PROVIDED DATA -
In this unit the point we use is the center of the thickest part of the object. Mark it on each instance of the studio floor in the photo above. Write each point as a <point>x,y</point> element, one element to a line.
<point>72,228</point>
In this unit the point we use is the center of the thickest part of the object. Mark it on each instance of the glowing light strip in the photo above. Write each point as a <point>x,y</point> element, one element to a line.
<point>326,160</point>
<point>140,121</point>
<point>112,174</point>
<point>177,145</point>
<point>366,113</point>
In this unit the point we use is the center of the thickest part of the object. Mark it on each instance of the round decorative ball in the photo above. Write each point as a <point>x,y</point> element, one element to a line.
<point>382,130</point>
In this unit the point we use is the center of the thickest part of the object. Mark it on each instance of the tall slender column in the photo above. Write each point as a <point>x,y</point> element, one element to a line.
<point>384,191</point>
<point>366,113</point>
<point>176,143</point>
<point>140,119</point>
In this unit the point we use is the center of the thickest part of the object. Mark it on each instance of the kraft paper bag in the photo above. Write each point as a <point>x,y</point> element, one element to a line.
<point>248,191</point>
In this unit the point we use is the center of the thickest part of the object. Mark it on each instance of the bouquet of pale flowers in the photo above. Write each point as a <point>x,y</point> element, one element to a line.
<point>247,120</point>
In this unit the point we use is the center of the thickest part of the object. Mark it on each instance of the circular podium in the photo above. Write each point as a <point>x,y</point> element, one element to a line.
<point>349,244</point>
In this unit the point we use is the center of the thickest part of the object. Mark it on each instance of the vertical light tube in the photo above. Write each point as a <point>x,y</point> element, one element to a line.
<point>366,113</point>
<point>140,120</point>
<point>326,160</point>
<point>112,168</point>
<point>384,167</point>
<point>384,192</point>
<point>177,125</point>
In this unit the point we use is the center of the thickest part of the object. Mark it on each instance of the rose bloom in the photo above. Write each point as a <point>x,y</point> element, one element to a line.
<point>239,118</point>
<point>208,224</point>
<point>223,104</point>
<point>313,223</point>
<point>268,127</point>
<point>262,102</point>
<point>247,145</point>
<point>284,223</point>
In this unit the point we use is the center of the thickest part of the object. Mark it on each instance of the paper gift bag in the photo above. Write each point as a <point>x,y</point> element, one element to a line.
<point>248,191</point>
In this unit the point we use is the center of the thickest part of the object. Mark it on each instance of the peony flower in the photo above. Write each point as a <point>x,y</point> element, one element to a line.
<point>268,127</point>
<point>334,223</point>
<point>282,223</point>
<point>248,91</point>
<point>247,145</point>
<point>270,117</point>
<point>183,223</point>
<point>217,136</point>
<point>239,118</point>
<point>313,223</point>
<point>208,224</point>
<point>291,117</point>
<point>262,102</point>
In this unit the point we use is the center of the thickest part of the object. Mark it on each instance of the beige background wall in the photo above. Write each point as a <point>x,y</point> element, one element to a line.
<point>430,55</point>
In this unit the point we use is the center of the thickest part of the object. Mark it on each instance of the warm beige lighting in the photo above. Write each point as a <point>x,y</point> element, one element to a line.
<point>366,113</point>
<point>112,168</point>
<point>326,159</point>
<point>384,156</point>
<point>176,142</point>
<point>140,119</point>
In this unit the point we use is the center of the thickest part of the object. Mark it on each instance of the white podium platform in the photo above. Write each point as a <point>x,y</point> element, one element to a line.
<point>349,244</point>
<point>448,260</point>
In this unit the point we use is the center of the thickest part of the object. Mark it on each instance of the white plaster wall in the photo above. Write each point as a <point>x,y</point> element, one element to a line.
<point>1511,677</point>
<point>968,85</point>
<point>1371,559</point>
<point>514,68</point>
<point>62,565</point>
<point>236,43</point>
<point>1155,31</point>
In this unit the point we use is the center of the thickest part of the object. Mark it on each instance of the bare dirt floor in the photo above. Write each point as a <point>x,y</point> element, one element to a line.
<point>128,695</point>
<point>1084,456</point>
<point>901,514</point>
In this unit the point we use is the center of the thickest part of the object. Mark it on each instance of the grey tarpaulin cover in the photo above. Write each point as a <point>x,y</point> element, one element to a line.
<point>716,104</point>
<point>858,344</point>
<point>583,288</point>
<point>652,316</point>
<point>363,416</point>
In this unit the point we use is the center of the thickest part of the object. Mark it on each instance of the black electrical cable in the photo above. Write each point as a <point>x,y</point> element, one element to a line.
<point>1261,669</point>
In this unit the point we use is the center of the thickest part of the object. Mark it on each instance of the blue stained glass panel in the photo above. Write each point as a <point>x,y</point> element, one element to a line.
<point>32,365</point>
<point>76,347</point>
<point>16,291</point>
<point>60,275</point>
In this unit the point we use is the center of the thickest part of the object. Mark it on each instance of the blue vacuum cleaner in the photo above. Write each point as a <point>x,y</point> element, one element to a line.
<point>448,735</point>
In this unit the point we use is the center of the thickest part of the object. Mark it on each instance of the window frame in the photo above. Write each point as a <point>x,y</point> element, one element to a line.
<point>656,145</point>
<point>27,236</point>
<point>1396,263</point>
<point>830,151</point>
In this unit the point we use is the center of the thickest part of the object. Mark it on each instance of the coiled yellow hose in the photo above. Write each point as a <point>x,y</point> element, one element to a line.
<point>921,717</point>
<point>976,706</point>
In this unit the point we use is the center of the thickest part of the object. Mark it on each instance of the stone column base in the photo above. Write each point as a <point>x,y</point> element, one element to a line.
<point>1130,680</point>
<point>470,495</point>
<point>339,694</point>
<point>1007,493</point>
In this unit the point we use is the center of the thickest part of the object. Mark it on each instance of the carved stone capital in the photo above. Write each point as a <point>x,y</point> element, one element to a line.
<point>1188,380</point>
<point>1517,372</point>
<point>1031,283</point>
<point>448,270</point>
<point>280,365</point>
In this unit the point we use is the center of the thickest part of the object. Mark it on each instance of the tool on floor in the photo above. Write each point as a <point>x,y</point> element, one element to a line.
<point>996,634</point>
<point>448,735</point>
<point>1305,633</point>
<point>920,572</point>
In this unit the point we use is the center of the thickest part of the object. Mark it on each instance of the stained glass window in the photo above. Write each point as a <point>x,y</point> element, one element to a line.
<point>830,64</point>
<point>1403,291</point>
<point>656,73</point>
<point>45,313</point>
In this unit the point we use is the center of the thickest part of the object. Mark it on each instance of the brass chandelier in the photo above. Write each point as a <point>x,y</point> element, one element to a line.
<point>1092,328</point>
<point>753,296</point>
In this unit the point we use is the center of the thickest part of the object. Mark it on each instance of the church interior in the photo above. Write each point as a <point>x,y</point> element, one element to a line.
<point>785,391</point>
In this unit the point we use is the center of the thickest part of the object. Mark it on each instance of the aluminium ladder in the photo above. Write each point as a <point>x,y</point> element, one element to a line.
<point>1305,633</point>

* * *

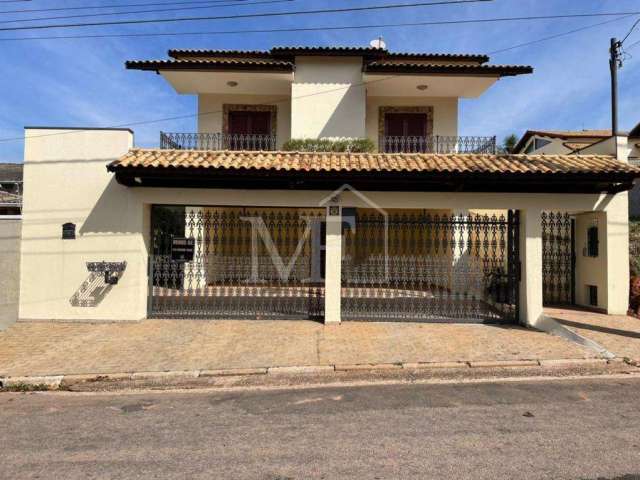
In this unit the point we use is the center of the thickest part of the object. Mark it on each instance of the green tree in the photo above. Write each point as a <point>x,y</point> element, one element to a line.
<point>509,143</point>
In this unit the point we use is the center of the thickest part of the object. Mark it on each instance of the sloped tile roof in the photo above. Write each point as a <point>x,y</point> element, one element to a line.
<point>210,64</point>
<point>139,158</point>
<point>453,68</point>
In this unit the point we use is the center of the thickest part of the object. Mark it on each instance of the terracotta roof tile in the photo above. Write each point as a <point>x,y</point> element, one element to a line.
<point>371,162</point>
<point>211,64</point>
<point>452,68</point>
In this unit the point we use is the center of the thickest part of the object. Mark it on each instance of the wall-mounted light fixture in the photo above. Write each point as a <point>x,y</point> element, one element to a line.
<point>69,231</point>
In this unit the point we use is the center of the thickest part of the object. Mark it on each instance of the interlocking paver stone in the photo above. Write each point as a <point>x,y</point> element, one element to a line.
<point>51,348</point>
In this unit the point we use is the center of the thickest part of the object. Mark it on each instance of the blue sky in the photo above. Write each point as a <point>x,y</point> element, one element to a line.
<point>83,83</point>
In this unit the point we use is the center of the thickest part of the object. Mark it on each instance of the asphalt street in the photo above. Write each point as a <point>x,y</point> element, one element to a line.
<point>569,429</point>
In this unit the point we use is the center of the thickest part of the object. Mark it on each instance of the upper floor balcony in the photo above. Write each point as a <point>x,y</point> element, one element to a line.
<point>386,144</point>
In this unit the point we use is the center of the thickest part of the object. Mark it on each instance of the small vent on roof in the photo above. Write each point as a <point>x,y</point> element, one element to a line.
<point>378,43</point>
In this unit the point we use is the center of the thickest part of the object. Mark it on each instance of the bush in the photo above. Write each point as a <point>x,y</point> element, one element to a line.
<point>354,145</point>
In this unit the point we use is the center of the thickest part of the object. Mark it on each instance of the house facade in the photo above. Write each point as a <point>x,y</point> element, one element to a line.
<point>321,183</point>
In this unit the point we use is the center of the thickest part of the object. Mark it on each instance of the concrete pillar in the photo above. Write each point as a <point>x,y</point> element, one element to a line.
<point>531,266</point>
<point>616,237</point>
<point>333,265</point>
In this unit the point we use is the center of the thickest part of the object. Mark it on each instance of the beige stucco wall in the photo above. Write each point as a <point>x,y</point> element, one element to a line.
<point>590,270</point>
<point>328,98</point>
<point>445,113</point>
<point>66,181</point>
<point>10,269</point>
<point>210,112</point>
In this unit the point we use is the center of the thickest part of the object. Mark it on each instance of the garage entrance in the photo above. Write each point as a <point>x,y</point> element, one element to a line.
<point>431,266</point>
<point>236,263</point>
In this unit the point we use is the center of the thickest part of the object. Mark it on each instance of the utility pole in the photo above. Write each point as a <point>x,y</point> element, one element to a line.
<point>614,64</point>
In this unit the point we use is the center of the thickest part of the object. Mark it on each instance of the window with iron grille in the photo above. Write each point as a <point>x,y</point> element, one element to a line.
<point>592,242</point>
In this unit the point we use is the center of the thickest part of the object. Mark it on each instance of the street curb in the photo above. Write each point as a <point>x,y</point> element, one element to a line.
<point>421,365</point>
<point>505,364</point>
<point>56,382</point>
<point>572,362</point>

WHAT IS BEING ASKED -
Convert everything above, from the line containing "of the utility" down to the line containing "<point>572,362</point>", into a Markdown table with the columns Row and Text. Each Row value is a running number, and each Text value is one line. Omit any blank lines.

OUTPUT BELOW -
| Row | Text |
|---|---|
| 1 | In this unit the point we use is the center of the thickest part of the object. Mark it on each instance of the utility pole in the photo above. Write each point as a <point>x,y</point> element, one element to a line. |
| 2 | <point>614,64</point> |
| 3 | In this unit the point we use is the center of the thickest part of the object. Mark it on each instance of the window with iron grille in the photo above. Write each point as a <point>x,y</point> element, one element to a line. |
| 4 | <point>592,242</point> |
| 5 | In this unit the point we use is the center of the thickest part of the object. Mark it on each instance of the street curb in the photo above. Write each point as a <point>x,y</point> element, one element to a line. |
| 6 | <point>421,365</point> |
| 7 | <point>505,364</point> |
| 8 | <point>56,382</point> |
| 9 | <point>572,362</point> |